Photo-based referring expression data:
§ §
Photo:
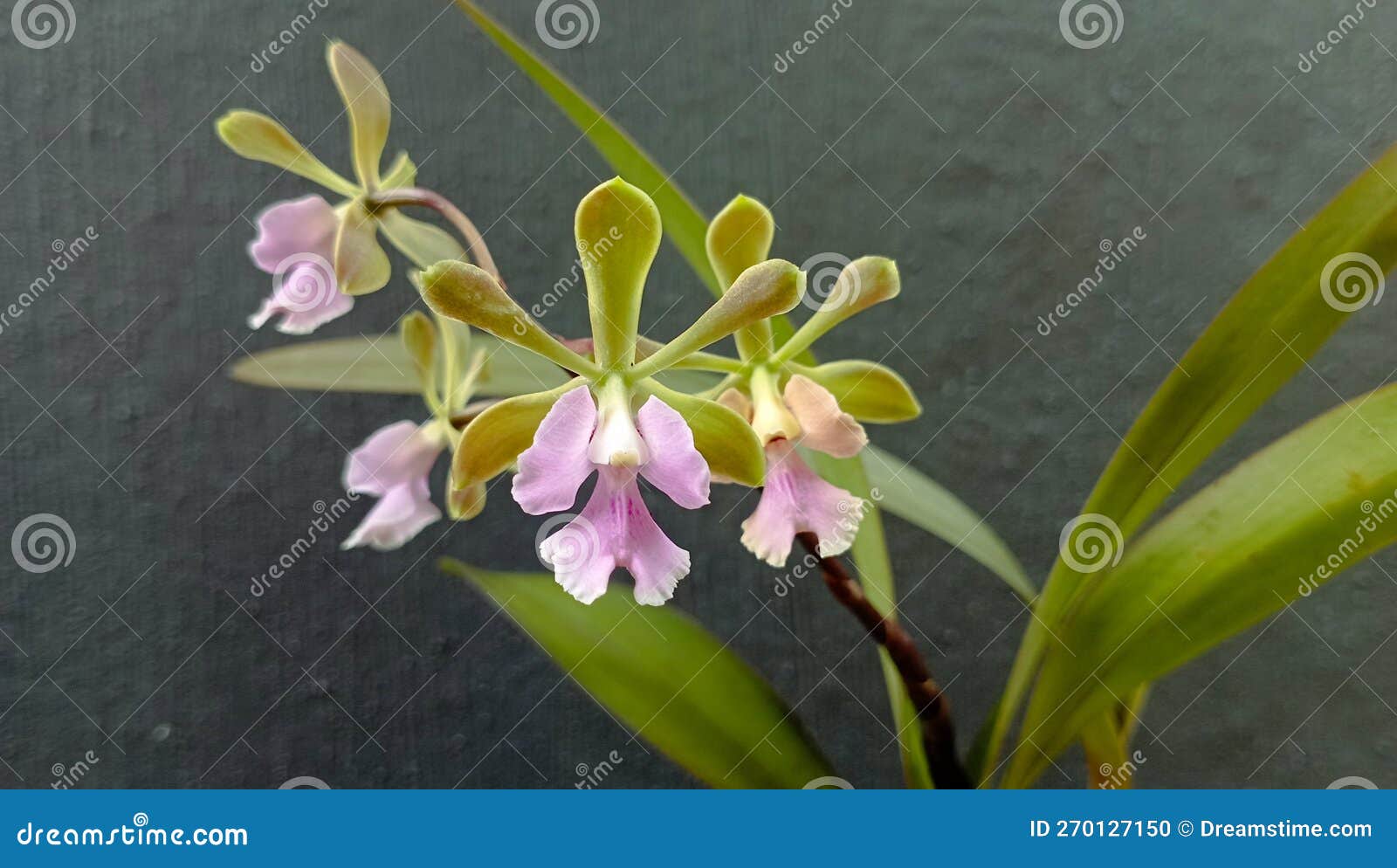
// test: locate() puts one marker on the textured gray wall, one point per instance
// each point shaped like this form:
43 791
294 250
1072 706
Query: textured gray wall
991 171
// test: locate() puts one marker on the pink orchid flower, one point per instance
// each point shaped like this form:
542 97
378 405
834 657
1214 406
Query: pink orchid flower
615 528
795 499
393 465
297 245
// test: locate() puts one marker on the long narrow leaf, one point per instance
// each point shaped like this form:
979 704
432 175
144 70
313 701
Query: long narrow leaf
1270 532
912 495
665 677
1280 318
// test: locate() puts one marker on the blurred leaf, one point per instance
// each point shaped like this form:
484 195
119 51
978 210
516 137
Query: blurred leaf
915 498
382 365
1271 530
1271 326
665 677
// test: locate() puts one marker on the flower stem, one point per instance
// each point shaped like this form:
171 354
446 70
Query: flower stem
430 199
931 703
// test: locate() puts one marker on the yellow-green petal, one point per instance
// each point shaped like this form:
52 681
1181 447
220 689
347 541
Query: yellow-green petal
258 137
361 265
468 293
864 283
367 100
618 234
723 437
761 291
866 390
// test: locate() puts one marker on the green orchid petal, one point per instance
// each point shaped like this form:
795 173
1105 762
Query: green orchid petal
866 390
258 137
761 291
723 437
403 172
421 242
618 234
419 339
493 441
468 293
367 100
361 265
861 284
738 238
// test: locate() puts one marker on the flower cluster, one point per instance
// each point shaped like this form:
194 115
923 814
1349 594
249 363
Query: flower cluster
612 417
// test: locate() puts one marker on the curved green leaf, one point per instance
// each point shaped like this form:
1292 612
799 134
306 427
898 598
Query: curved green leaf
1276 527
382 365
1259 341
665 677
908 493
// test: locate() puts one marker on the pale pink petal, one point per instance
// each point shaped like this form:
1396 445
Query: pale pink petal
795 499
398 516
675 467
393 456
291 228
826 428
555 465
615 528
305 295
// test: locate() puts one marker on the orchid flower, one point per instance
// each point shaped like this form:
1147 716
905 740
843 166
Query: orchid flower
393 465
789 404
320 256
614 419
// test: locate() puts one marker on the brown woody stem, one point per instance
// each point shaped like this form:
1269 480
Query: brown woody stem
931 703
430 199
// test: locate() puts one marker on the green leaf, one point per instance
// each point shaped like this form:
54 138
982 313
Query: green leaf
875 572
382 365
1270 532
905 493
1256 344
665 677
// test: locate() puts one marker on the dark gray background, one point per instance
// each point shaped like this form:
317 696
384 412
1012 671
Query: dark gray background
992 195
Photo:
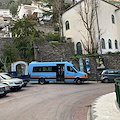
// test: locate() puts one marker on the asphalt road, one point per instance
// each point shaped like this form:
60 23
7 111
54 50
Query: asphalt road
52 101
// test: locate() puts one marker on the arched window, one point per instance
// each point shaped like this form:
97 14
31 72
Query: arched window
103 43
67 25
79 48
116 44
113 19
110 44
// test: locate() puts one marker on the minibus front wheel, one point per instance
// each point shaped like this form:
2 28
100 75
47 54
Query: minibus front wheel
41 81
78 81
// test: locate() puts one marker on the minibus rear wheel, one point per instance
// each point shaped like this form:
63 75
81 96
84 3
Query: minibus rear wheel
42 81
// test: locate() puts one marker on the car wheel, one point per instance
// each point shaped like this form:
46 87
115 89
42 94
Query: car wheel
41 81
106 80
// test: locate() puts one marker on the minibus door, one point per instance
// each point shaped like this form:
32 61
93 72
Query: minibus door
60 72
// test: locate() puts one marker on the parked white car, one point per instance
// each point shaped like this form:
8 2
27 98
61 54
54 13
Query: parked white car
4 89
14 83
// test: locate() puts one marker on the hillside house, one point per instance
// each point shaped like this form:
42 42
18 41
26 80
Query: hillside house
36 8
5 19
109 26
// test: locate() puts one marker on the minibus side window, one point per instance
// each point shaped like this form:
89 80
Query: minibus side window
45 69
69 68
37 69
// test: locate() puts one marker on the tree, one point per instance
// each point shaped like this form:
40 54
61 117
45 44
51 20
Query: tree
23 31
89 17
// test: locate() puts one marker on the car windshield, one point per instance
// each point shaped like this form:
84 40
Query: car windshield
6 76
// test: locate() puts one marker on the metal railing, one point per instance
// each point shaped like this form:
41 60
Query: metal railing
117 90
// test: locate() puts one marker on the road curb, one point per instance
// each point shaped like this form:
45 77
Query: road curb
104 107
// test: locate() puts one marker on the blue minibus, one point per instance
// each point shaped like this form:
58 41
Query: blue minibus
44 72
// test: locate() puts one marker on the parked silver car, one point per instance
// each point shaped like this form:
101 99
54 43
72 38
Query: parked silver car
4 89
14 83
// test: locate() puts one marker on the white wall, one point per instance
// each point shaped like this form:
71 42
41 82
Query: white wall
108 29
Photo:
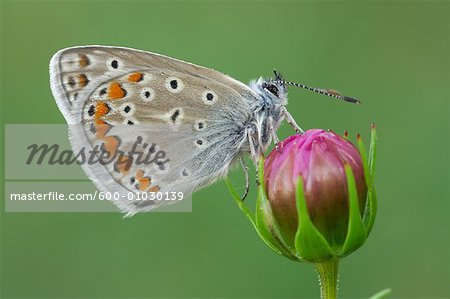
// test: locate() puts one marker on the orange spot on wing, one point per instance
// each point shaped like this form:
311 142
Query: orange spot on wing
139 174
111 144
82 80
135 77
101 109
115 91
84 61
124 164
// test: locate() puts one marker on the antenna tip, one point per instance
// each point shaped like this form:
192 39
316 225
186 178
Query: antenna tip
351 100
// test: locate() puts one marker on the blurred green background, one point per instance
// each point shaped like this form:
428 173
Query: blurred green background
394 56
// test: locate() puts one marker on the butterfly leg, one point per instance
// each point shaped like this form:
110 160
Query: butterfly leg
274 137
291 121
247 181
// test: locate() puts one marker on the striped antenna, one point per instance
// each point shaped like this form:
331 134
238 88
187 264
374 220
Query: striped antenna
328 92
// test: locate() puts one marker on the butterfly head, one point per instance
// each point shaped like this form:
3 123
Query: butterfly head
272 90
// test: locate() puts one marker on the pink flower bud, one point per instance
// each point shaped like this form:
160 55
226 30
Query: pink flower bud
319 157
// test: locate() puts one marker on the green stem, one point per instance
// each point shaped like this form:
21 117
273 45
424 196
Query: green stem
328 278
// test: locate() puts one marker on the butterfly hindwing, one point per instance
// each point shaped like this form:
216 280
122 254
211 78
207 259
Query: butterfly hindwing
121 96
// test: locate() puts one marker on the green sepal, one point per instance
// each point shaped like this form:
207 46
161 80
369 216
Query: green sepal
371 210
362 152
372 152
310 244
356 232
266 224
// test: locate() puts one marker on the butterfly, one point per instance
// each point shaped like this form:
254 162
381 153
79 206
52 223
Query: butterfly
192 122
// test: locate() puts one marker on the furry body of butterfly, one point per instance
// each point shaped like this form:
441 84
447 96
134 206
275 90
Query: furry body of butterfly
112 93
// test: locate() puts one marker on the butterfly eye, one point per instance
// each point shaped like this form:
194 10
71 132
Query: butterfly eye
272 88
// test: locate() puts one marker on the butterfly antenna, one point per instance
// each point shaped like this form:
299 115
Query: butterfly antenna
328 92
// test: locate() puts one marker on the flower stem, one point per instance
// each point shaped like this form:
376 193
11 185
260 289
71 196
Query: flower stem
328 278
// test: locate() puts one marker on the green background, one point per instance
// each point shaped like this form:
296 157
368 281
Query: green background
394 56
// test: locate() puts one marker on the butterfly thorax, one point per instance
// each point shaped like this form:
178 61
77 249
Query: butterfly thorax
268 111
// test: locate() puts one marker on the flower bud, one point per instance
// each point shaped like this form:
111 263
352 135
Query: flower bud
316 202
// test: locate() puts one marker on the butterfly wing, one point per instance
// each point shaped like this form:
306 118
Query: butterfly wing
120 99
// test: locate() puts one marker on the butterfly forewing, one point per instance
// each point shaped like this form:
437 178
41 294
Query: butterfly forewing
122 98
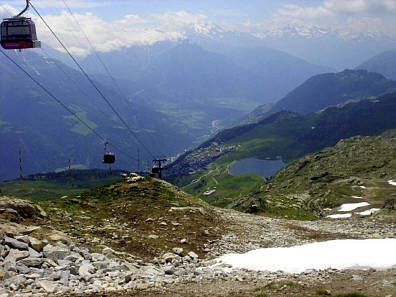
§ §
INSTRUCTIONS FOR THE TASK: Could you give all of the data again exactly as written, omitting any pictures?

WORKED SOLUTION:
Photo:
// test: locate() puts one marker on the textured gray wall, one point per instance
// each point shaped like this form:
43 791
294 250
1072 706
Query: textured gray wall
991 171
// test: locate() puts one marker on the pink orchid flower, one point per instance
// each point shaped like this form:
542 97
378 405
834 657
1214 406
Query: pink orchid flower
615 528
795 499
393 465
297 245
// test: locate() puts one marker on the long narrow leaf, one point per instance
// each point shaped like this form:
979 704
432 175
144 70
313 701
Query: long narrow leaf
1270 532
912 495
665 677
1280 318
// test: locate() puts one marker on the blurred leaf, one point per instance
// each point shaped like this form:
484 195
119 51
978 210
516 137
Query: blurred leaf
915 498
382 365
1271 530
1271 326
665 677
// test: locate() puts one marker on the flower stem, one point per instance
// each point shaped like this form:
171 354
446 70
Query: flower stem
430 199
931 703
// test: locate() puts one marker on the yellow-green petal, one point per instance
// each point shaped like this form:
52 681
1181 447
220 689
347 541
Query: yellow-green petal
258 137
361 265
468 293
864 283
367 100
618 234
723 437
761 291
866 390
// test: locate() puts one marker on the green orchid petal, one point per instance
// each point shaped like this form:
795 173
1105 762
Query: green orchid petal
866 390
258 137
761 291
723 437
403 172
421 242
618 234
419 339
493 441
468 293
367 100
361 265
861 284
738 238
// test: locate() puts one marker on the flower cluster, one point per instance
// each point shaped like this form:
194 115
923 814
1349 594
249 363
Query: flower cluster
612 417
// test: locate() puts one marker on the curved green leaf, one point per instance
// each point shaped like this form:
1292 612
799 134
306 427
898 598
Query: curved green leaf
1276 527
382 365
1259 341
665 677
908 493
// test: locate() puts one marker on the pale pink petal, one point per instance
// each point shaped like this form:
1396 445
Query: pale pink petal
795 499
398 516
675 467
393 456
291 228
826 428
555 465
615 528
305 295
// test: locate() puts one marker on the orchid flower, one point per instance
// each point shaped like this form:
1147 716
905 740
843 166
Query: orchid flower
393 465
789 404
320 256
614 419
// test: locate() puts one marker on the brown woody stem, one point per instance
// each point shaped like this form:
1269 480
Query: brown woody stem
931 703
430 199
// test: locate() puts one marker on the green leaf, one point per instance
// each point shaped like this form:
54 138
982 313
Query: green leaf
875 572
382 365
1270 532
905 493
1256 344
665 677
// test: locate() puts one marker on the dark gray background, one point per instance
// each point shaped like this form:
317 696
384 412
1012 671
Query: dark gray background
992 195
Photo:
// test: locate() puts one marker on the asphalt road, one point per instance
// each point shaped like this form:
60 23
7 111
54 50
Query: asphalt road
52 101
// test: locate() puts one marker on the arched window, one point per instance
// each point shaped like this form:
97 14
31 72
Query: arched window
103 43
67 25
79 48
116 44
113 19
110 44
// test: locate() puts one marker on the minibus front wheel, one point per instance
// each point shaped like this form:
2 28
100 75
47 54
Query: minibus front wheel
41 81
78 81
// test: locate() puts one marker on the minibus rear wheel, one point per instance
// each point shaped like this form:
63 75
81 96
84 3
Query: minibus rear wheel
42 81
// test: locate() puts one marker on the car wheel, one point per instance
// each point shaped like this form:
46 87
115 89
42 94
Query: car wheel
41 81
106 80
// test: locate() puts one marker on the minibus door, one point per instance
// each point shaped like this form:
32 61
93 72
Query: minibus door
60 72
// test: locate() puts one marker on the parked white car, one point per instance
// each point shaped like this form:
8 2
27 98
61 54
54 13
Query: parked white car
4 89
14 83
// test: locate() puts one marker on the hillside house, one point per instance
// each point shaped like this form:
42 42
18 41
26 80
Query: hillside house
36 8
5 19
109 26
// test: locate() puts one marker on the minibus side window, one point per instance
// each point shaped like this form:
89 80
Query: minibus side window
45 69
69 68
37 69
// test: locate() puts one marker on the tree, one point per instance
// each point shaped like this form:
40 54
61 117
45 44
51 20
Query: tree
23 31
89 17
// test: locate() puts one marker on the car windshield, one point per instance
// each point shaped like this form:
84 40
Query: car windshield
6 76
// test: locate() puts one marker on the metal railing, one point per instance
// each point shaped like this form:
41 60
Query: metal railing
117 90
// test: locate() puts one marker on the road curb, one point per instance
// each point shaped like this form:
45 77
Query: road curb
104 107
// test: locate() puts one marker on the blue minibus, one point per instance
// each point shaped like this form:
58 41
Query: blue minibus
44 72
// test: locate() puts one marker on the parked silver car, one point per instance
// each point shaped like this form:
101 99
54 43
72 38
Query: parked silver car
4 89
14 83
// test: locate() puts one marker on the white wall, one point per instance
// each point shaped like this form:
71 42
41 82
Query: white wall
108 29
Photo:
// test: locate() puts one marker on the orange spot on wing, one point per instance
// each point shaped like this form:
311 142
Query: orange spot on wing
139 174
111 144
82 80
135 77
101 109
115 91
84 61
124 164
// test: locate() puts one marker on the antenna tip, one point per instance
// each point shaped like this form:
192 39
316 225
186 178
Query: antenna tip
351 100
// test: locate() puts one marker on the blurred green background, one point per instance
// each point shaped like this form:
428 173
Query: blurred green background
394 56
// test: locate() puts one marker on the butterfly leg, one point per instance
// each point shaped like this form:
110 160
Query: butterfly leg
274 137
291 121
247 181
// test: locate() puts one marker on the striped antenna, one point per instance
// each point shaped like this form:
331 134
238 88
187 264
374 220
Query: striped antenna
328 92
// test: locate() puts one marker on the butterfly head, one point per instance
// each point shaped like this form:
3 123
Query: butterfly head
272 90
// test: locate() puts one marker on the pink flower bud, one point per instance
// each point shaped like this form:
160 55
226 30
Query: pink flower bud
319 157
// test: locate() puts one marker on the green stem, one point per instance
// each point shaped like this form:
21 117
273 45
424 196
Query: green stem
328 278
// test: locate() puts one marker on the butterfly hindwing, one point per instance
// each point shaped like this form:
216 280
122 254
211 78
207 259
Query: butterfly hindwing
121 96
// test: locate() puts one marker on the green sepal, one point per instance
// each point shaped like this form:
207 46
161 80
369 216
Query: green sepal
371 210
362 152
372 152
310 244
356 232
266 224
// test: locate() puts one marker on the butterfly, one point per instance
// each point shaped like this form:
254 162
381 153
79 206
52 223
Query: butterfly
192 122
// test: locate() puts one marker on the furry body of butterfly, one point per instance
// each point shaped like this form:
441 84
447 96
134 206
275 90
Query: furry body of butterfly
112 93
// test: locate() puts one marker on the butterfly eye, one point per instance
// each point shaped like this form:
194 10
71 132
Query: butterfly eye
272 88
// test: locate() puts one marker on the butterfly antenna, one point per instance
// each point shaped like this form:
299 115
Query: butterfly antenna
328 92
// test: locate() puts one marker on the flower stem, one point per instance
// each point shaped like this form:
376 193
11 185
260 289
71 196
Query: flower stem
328 278
// test: locate() puts one marker on the green background, one point per instance
// each point shaped like this form:
296 157
368 281
Query: green background
394 56
// test: locate() puts one marker on the butterfly thorax, one point per instance
// each point shaped like this form:
178 61
77 249
Query: butterfly thorax
268 111
// test: locate() puts one marker on the flower bud, one point per instance
// each point shaped like this form:
111 263
352 135
Query: flower bud
316 202
// test: locate() puts one marker on the butterfly wing, one point per instance
// each point shaped like this form:
306 118
Query: butterfly wing
120 99
// test: locate() puts one marker on the butterfly forewing, one point per instance
// each point shaped like this form:
437 178
41 294
Query: butterfly forewing
122 98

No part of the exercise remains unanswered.